(TEXT PASSAGE)

Posted by Larry M. Elkin, CPA, CFP®
photo by Flickr user torne
It’s hard to know whether to laugh or moan about a news story concerning a serial cat killer that comes with the warning: “This story contains details some readers may find distressing.”
When we have gotten to this point, we have crossed some kind of boundary in society in general, and in journalism in particular, that never ought to be crossed.
This post is not a rant against trigger warnings of all sorts and in all venues. The term “trigger” as it’s typically used in this context has a clinical history, specifically tied to post-traumatic stress disorder. The custom of pre-emptively warning against potentially triggering content arose in online forums, blogs and other support groups for survivors of sexual assault and other forms of trauma. In these settings, people often shared graphic and intimate details of their stories, which could inadvertently provoke painful flashbacks for readers. In that situation, a warning of graphic content to follow is both considerate and appropriate.
Similarly, when a television news broadcast includes bloody or frightening images, it makes sense to alert viewers that content to come might be distressing or inappropriate for children or others in the room. Allowing people the option to change the channel or turn off the program before such images appear is a simple courtesy.
Content ratings were originally developed for motion pictures, and later extended to TV programs and video games, to let consumers know when material may not be suitable for every audience. Explicit lyric labels on music do the same. Such notices allow people to make informed choices about the media they consume, at least to a point. It’s an imperfect system, but it is certainly better than the self-censorship Hollywood studios were pressured to adopt until the Hays Code finally ended in the 1960s.
In this generally benign soil, however, the weeds of today’s pseudo-censorship took root. On college campuses across America, and in many places abroad, some students demand to be alerted before being exposed to any sort of information that might shake or shatter their illusions about the world, leaving many critics to wonder exactly what it is that they hope to gain from an education in the first place. Few colleges mandate or prohibit trigger warnings in the classroom, at least so far, but the conversation – and controversy – is widespread. There is also a significant difference between an individual student privately asking an individual professor for a warning when an assignment will include, say, a description of sexual assault, and students collectively demanding warnings before a concept such as classism is ever mentioned on behalf of some hypothetical peer.
As bad as the trigger warning fad on college campuses might be, however, it is vastly more corrosive when it makes its way into the world of journalism. The whole point of reporting the news is to let the audience absorb information and interpret it for themselves. When journalists begin to worry about controlling the outcomes of their reporting, the editorial function has morphed into something else. Attempting to shape reader reactions to the news is exactly the sort of control that responsible journalists ought not to exercise.
Can you imagine a trigger warning in front of pictures of police turning dogs and fire hoses on civil rights marchers in Alabama in the ‘60s? Or in front of the first newsreel reports of what Allied soldiers found when they liberated Nazi death camps? Did the BBC, which gave us the trigger warning for the man killing suburban pets, include similar language when it reported on the country’s travails during World War II?
The nation that rallied behind Winston Churchill and King George VI to defend its homeland surely still possesses the intestinal fortitude to deal with news about a cat killer in their midst. The BBC sells its audience, and its journalism, short when it suggests otherwise.

(End TEXT PASSAGE)
(DATASET RECORDS)

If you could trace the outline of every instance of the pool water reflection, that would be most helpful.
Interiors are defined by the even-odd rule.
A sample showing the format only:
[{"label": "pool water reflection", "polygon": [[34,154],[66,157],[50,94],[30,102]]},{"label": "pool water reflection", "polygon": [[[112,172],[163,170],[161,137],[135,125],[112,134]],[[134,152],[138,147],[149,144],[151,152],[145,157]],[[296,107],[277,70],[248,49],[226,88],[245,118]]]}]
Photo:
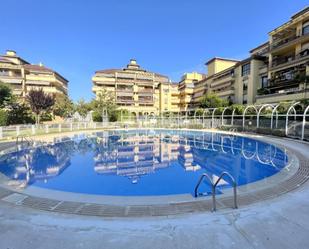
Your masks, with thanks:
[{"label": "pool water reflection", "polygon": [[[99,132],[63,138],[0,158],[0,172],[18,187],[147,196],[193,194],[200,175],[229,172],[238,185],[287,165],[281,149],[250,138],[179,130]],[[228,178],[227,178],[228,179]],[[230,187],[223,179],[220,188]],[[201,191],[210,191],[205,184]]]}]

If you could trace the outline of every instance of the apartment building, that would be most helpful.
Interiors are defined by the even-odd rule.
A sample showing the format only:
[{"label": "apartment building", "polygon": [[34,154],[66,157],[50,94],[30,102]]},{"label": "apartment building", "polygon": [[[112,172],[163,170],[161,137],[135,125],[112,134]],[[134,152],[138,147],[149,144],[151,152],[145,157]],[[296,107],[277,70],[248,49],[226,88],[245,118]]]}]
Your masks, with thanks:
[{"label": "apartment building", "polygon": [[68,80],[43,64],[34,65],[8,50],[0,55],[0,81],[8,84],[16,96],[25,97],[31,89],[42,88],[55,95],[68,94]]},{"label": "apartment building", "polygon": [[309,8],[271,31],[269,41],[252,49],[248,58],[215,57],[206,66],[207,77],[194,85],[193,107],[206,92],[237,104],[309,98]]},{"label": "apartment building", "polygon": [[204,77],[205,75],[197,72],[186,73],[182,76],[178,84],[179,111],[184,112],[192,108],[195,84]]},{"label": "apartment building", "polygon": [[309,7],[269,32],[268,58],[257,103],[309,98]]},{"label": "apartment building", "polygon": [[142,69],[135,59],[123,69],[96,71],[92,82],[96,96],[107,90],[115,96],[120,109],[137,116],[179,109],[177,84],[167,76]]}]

(End DATASET RECORDS)

» EXERCISE OBJECTIVE
Please translate this sentence from the trigger warnings post into Spanish: "Explicit lyric labels on music do the same." The listing is material separate from the trigger warnings post.

» ANSWER BOX
Las etiquetas de letras explícitas en la música hacen lo mismo.